## Texto seleccionado
Mi valentía se extendió para algunas de las fiestas siguientes. Inclusive para su fiesta de quince años, al cual todo el grupo fue invitado. En esa ocasión, hasta hice el ridículo de sacarla bailar a ella, la estrella de la noche.
Algunas de las fiestas planeadas no se hicieron, y yo me quedé sin “avanzar hacia el próximo nivel”. Porque mi valentía no se extendía tanto como para averiguar el teléfono y llamarla e intentar algo más. Aún cuando, después de un tiempo uno de mis amigos la vio y le preguntó su opinión sobre mí, a lo que milagrosamente no respondió con el consabido -“es un ganso”-, sino algo diferente y considerado.
Y llegamos al momento cúlmine en la historia. Tres años después, a mi equipo de basquetbol le toca jugar en un club de Vicente López donde a la noche se hacía una fiesta. Ése día creo que fue uno de los mejores partidos de mi vida. Recuerdo que en la cancha había mucha gente y que me aplaudieron todos, los nuestros y los de ellos, y que recibí una felicitación de los árbitros, algo nada común.
Con mi ego por los anillos de Saturno, y con mis amigos del equipo, fuimos a la fiesta por la noche. Yo seguía siendo el que “estudiaba la situación”, pero ya no la estudiaba tanto como antes. Además, esa noche, tenía el paliativo de lo bien que me había ido en el partido y a esa altura, todos estaban acostumbrados y me dejaban solo. Solamente mi mejor compañero del equipo, a veces se quedaba conmigo, hasta que se le presentaba alguna situación de conocer a alguien. Obviamente, esa noche se le presentó y se fue.
Hacia el final de la fiesta, en un momento me pareció ver a una de las chicas que iba a esas famosas fiestas y que fue novia de mi mejor amigo. No sólo eso, un rato después, se le sumó alguien que me resultó conocida. Sí. Era Silvana, nomás. Mi “dialogo interno”, como dicen psicólogos y coaches, era terrible. Después de eternas deliberaciones conmigo mismo, me acerco y saludo, no a Silvana, sino ¡A la ex novia de mi amigo! Fue nada más que un “¿Cómo andás?” dirigido a la persona con la que no quería hablar y, de reojo, me di cuenta que Silvana me reconocía. Y entonces, saludé a la ex y me fui, como todo un c…….aballero, sin iniciar ninguna conversación. No ayudó ni importó el ego por Saturno, lo perfecto de la oportunidad, el reconocimiento mutuo y todos los etcéteras que se le pueden agregar. No hice ni dije nada, perdiéndome por no actuar, lo que en ésa edad y en ése momento, cuando llegué a casa, consideré que había sido la oportunidad más grande de mi vida. Simplemente por no haberlo intentado.

## Extracto de datos
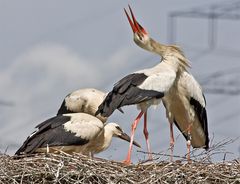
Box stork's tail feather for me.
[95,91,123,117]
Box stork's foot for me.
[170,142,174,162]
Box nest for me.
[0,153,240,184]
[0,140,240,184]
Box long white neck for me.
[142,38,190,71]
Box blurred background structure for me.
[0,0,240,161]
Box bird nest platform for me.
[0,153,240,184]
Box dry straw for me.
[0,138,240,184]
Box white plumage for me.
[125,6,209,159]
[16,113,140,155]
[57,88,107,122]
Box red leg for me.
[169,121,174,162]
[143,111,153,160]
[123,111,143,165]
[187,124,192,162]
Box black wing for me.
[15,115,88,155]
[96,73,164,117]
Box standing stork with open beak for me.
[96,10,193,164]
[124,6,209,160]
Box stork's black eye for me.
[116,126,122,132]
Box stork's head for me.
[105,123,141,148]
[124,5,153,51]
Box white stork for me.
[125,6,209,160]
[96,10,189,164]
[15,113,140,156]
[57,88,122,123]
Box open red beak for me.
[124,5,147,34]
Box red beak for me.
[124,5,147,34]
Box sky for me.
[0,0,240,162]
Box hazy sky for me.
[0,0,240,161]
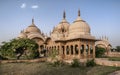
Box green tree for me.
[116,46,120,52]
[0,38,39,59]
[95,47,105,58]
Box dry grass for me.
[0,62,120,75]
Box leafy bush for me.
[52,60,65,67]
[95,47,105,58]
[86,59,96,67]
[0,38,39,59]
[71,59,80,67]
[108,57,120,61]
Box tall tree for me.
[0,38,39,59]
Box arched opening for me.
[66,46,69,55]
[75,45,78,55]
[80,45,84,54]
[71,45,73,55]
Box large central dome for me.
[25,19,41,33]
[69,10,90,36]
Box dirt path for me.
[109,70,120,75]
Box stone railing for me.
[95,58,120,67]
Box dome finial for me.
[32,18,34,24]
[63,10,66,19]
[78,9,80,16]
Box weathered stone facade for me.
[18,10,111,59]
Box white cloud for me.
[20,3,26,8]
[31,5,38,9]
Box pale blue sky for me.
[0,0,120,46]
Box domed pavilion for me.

## Tarea
Resume el relato en dos oraciones. Los registros provienen de otra fuente.

## Respuesta
Quien narra cuenta que su valentía le alcanzó para ir a algunas fiestas e incluso sacar a bailar a la chica en sus quince años, pero no para conseguir su teléfono y llamarla. Tres años después, tras uno de los mejores partidos de su vida, se cruzó con Silvana en una fiesta en un club de Vicente López, pero solo saludó a la ex novia de su mejor amigo y se fue sin iniciar conversación, perdiendo lo que entonces consideró la oportunidad más grande de su vida.